_EXCERPTED TEXT_
———

The beauty of the view made us to start a discussion about death and the aftermath of it on the other hand in Ancient Greece and on the other in our modern European – Christian! – societies.

“In Ancient times the Greeks were very much concerned about their value to their own society. It was important to be useful for it. So useful that one’s name would be remembered for a long time after one’s death”, Petris reminded.

Being useful to the society meant also a place in “paradise”.

“Paradise was not for everybody who had lived a peaceful and nice life. It was for those who had served their society in a special way”, Petris underlined.

This restriction didn’t mean that the rest of the people had it very difficult after their death.

“They went to the world of Hades. It was not a place of torture and burning like we Christians think. It was a place of feeling nothing, being nothing. Loosing your conciousness. Even for those who had committed severe crimes”, Petris explained.

Above:

“On the Moon”

I had nothing to disagree with Petris on this subject. Actually, when looking the sea between Kammeni Hora and Agistri, I felt like giving the Ancient Greeks a big “like”.

“Two years ago I listened to a speech givcen by Laura Kolbe in Helsinki, Finland. Kolbe is a professor of European history at the university of Helsinki. She pointed out that being peaceful and satisfied in life is for us humans a result of feeling useful for our own society. Because if we are useful to it we can be pretty sure it will keep us safe”, I told Petris.

And I added:

“Means I can understand what you’re telling. Giving priority to Paradise for those having done something to promote their society.”

While talking we had attained the crater. It is approximately 50 metres by 100 metres by size. Seen from inside of it it looks more or less like a big flat area with stones fallen from the sky.

“We’re on the Moon now”, Petris laughed while he helped me to climb on top of one of the 2-3 metres high lava stones in the crater.

I wanted to have some pictures in which the crater would be seen in a different angle. I failed. The weather conditions were difficult: there were grey clouds too close to us. One couldn’t enjoy well enough the reddish colour of the lava stones.

So: if you would like to see the size and shape of the crater of Kammeni Hora… please use Google Earth. From the air you will get an idea how it really looks like.

Above: Vassilis Petris taking the last steps before reaching the final goal of our trip. Look HERE AT THE VIDEO (link) how the last tens of meters looked like. And HERE HOW (link) the cave on top of Kammeni Hora looks from outside – a tiny hole in the rock wall…

At the other side: the Sunken City

What comes to our climb to the top of Kammeni Hora it had not yet come to it’s final goal.

In front of us, on our left, there were huge, grey rocks like stairs leading even higher than the crater. We continued by them.

At this phase of the climb good shoes were needed. It was not difficult to get from one rock to another but slipping… I didin’t want to think about it. All around us there were only rocks with sharp ends and wide shallow areas in between them.

———

_CHALLENGE 1_
According to the Kammeni Hora text, roughly how large is the crater?
The records have no connection to the Kammeni Hora text.

_INFORMATION PROVIDED_
———

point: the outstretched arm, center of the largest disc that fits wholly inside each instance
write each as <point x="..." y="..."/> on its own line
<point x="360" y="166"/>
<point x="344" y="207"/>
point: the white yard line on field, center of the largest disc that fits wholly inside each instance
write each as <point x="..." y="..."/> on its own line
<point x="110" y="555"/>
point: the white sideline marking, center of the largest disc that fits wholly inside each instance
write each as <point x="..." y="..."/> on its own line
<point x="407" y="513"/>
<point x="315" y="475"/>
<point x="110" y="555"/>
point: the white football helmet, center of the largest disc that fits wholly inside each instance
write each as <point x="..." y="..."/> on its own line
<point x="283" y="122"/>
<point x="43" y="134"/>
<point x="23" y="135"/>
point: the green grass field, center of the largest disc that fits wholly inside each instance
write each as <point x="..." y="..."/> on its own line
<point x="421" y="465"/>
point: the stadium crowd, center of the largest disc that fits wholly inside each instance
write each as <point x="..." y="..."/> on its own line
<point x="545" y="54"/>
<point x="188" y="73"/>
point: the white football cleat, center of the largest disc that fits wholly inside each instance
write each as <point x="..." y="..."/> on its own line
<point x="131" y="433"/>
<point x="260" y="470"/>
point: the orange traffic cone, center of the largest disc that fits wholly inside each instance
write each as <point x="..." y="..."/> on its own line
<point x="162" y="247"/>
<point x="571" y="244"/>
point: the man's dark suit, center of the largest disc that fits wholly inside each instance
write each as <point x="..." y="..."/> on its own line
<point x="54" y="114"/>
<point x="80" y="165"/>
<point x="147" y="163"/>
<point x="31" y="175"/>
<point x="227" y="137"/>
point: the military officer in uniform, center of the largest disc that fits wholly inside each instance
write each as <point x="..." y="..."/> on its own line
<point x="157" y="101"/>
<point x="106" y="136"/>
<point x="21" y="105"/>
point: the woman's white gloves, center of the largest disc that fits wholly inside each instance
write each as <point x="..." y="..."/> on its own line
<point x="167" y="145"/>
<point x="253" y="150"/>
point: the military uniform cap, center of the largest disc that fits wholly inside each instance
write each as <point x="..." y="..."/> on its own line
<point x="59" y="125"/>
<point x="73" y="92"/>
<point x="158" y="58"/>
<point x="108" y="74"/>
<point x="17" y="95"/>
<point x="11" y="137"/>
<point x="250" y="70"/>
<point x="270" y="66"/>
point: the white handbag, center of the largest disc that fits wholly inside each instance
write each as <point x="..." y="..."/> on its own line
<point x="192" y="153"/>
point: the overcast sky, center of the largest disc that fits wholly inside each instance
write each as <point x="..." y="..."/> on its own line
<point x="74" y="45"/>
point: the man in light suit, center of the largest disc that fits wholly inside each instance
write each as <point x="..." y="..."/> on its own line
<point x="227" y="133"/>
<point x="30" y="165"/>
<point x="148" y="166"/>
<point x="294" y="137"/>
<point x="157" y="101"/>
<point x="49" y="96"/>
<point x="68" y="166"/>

———

_CHALLENGE 2_
Please copy the records word for word, from the line containing "point: the overcast" through the end of the records, including both of those lines.

_EXERCISE RESPONSE 1_
Approximately 50 meters by 100 meters.

_EXERCISE RESPONSE 2_
point: the overcast sky, center of the largest disc that fits wholly inside each instance
write each as <point x="..." y="..."/> on its own line
<point x="74" y="45"/>
point: the man in light suit, center of the largest disc that fits wholly inside each instance
write each as <point x="..." y="..."/> on its own line
<point x="227" y="133"/>
<point x="30" y="165"/>
<point x="148" y="166"/>
<point x="294" y="137"/>
<point x="157" y="101"/>
<point x="49" y="96"/>
<point x="68" y="166"/>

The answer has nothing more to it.